Given text:
Yeah, but doesn't publishing an easily falsifiable paper end one?
One, it doesnt damage your reputation as much as one would think.
But two, and more importantly, no one is checking.
Tree falls in the forest, no one hears, yadi-yada.
Here's a work from last year which was plagiarized. The rare thing about this work is it was submitted to ICLR, which opened reviews for both rejected and accepted works.
You'll notice you can click on author names and you'll get links to their various scholar pages but notably DBLP, which makes it easy to see how frequently authors publish with other specific authors.
Some of those authors have very high citation counts... in the thousands, with 3 having over 5k each (one with over 18k).
https://openreview.net/forum?id=cIKQp84vqN
<< no one is checking.
I think this is the big part of it. There is no incentive to do it even when the study can be reproduced.
The vast majority of papers is so insignifcant, nobody bothers to try and use and thereby replicate it.

Aim a:
Answer these questions about the forum thread:
(i) To which venue was the plagiarized work submitted?
(ii) Which author page does the thread single out as making it easy to see how often authors publish with specific other authors?
(iii) How many of the authors have over 5k citations each?
The records are not connected to the forum thread.

Data to use:
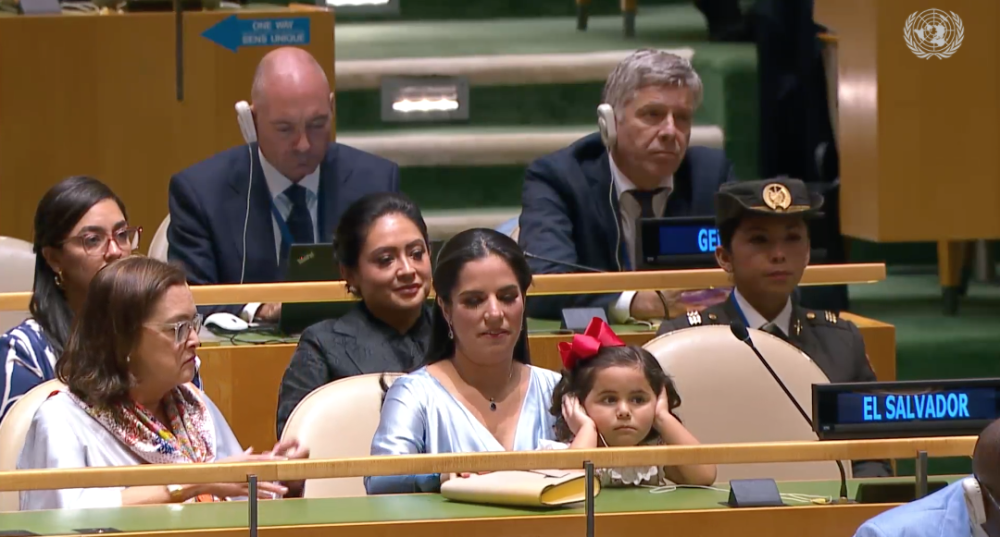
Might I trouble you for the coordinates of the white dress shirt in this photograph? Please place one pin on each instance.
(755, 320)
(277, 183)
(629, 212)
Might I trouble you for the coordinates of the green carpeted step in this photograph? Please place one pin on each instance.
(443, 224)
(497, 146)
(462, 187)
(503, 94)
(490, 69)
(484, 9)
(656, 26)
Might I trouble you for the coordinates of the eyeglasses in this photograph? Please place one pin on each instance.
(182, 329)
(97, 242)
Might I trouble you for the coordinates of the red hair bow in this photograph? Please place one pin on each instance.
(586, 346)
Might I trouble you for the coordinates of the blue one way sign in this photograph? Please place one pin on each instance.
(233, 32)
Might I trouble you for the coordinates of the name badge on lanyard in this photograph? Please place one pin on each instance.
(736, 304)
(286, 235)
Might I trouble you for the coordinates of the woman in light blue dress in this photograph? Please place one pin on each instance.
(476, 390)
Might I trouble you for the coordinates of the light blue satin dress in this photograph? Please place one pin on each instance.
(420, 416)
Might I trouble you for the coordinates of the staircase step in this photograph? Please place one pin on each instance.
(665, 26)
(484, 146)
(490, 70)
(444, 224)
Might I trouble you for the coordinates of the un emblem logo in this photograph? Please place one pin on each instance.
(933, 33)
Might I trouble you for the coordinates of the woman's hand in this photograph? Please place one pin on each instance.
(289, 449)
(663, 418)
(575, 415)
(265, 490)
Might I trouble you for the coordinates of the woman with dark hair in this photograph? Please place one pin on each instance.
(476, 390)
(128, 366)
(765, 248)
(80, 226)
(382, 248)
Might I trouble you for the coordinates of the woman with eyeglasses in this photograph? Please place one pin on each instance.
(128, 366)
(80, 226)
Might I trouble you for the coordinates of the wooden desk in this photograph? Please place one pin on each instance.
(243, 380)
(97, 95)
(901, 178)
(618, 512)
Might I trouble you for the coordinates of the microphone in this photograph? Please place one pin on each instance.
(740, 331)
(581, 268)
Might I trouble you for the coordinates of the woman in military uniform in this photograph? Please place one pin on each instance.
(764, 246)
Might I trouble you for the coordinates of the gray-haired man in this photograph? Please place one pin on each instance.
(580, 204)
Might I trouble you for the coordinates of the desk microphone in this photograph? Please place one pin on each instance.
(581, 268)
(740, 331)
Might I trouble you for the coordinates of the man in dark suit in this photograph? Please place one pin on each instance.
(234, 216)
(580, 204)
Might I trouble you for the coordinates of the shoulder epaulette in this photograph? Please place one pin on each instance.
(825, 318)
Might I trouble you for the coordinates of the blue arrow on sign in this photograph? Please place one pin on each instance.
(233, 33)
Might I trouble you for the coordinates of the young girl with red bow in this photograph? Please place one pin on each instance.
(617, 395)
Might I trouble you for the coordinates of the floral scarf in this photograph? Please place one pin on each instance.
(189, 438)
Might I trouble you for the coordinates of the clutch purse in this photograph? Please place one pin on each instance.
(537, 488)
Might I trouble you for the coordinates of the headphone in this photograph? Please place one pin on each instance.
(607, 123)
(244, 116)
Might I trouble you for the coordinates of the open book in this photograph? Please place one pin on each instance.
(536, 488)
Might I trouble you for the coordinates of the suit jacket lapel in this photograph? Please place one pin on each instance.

Aim b: Turn the records between the line holding "Might I trouble you for the coordinates of the headphone" and the end of the records, inclusive, into a numbered list, leaving out blank lines.

Exercise result a:
(i) ICLR
(ii) DBLP
(iii) 3

Exercise result b:
1. Might I trouble you for the coordinates of the headphone in this photograph? Please place one pin on each instance.
2. (607, 123)
3. (244, 116)
4. Might I trouble you for the coordinates of the open book in this photograph? Please place one pin on each instance.
5. (536, 488)
6. Might I trouble you for the coordinates of the suit jacket lapel in this photograph? Please place one pin on each instance.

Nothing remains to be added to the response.